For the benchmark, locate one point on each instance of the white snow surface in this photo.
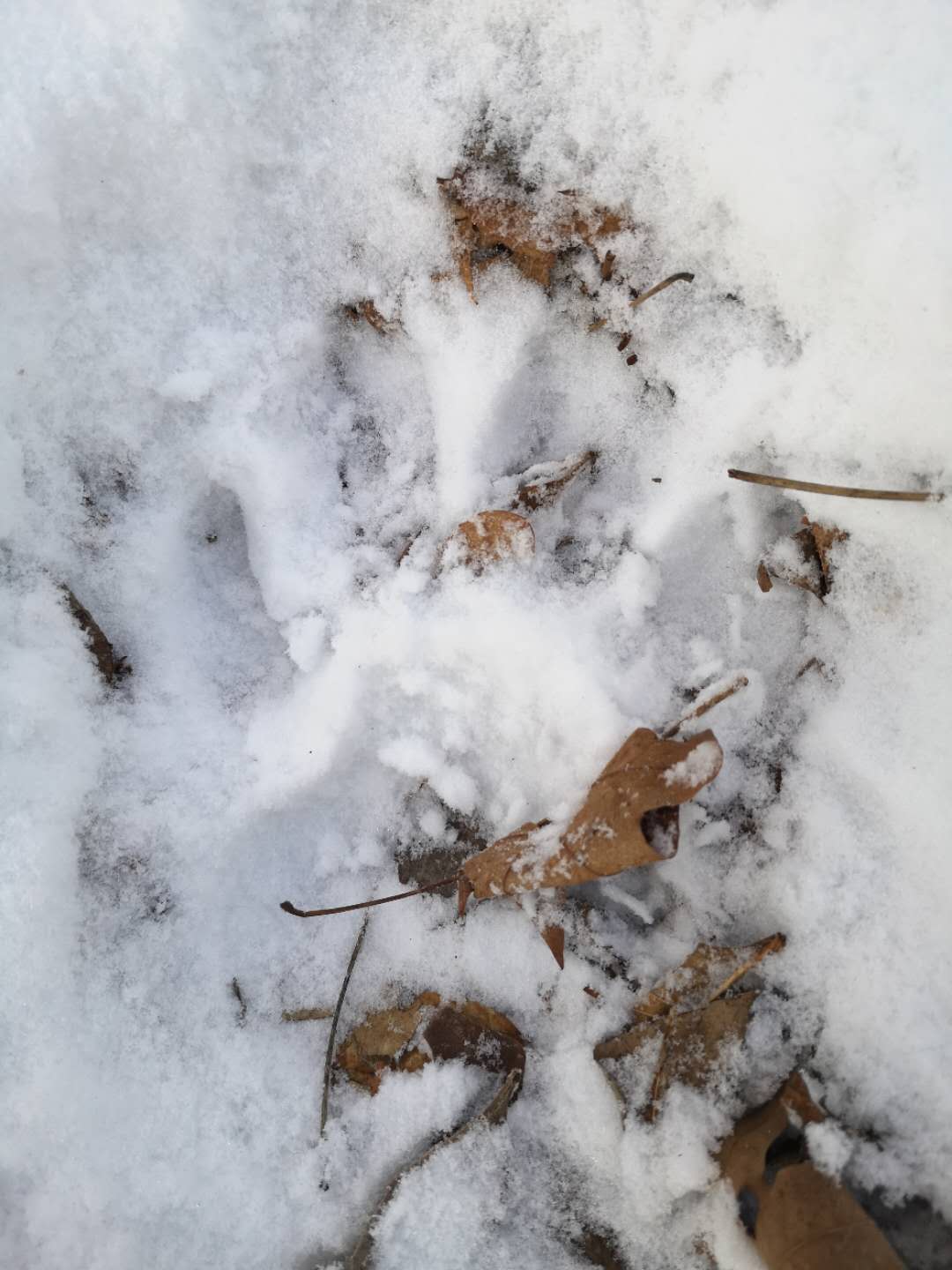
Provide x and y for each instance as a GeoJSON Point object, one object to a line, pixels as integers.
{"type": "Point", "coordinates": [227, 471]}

● ● ● ● ● ● ●

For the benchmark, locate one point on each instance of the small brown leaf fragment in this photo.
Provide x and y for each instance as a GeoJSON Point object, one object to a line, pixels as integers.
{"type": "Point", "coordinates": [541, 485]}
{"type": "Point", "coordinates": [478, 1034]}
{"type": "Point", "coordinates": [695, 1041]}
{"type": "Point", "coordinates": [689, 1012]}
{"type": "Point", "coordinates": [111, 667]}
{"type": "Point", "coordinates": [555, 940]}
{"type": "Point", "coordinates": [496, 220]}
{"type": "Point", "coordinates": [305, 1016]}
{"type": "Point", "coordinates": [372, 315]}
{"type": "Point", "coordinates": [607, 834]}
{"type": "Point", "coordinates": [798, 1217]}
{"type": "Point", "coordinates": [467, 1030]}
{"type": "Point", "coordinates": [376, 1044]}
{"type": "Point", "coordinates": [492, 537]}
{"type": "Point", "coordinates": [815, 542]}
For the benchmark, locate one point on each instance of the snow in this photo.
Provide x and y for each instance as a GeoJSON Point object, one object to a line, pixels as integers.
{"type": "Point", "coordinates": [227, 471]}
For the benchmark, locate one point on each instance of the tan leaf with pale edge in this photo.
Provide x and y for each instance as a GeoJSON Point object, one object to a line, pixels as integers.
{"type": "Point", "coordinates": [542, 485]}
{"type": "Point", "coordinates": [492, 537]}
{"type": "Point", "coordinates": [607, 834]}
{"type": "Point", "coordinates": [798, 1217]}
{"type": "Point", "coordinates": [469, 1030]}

● ● ● ● ● ● ●

*The problem*. Pick out every line in the entries above that contains the word "this".

*Problem solution*.
For the benchmark, locate one point on each instance of the white snow surface in this photo.
For the benchmark, locate one point on each instance of the small brown leaf fragment in this photo.
For the benchmark, locate one point on each instance of the snow in this photo.
For the benchmark, locate one point on each instance of the tan leaf with pale edge in this photo.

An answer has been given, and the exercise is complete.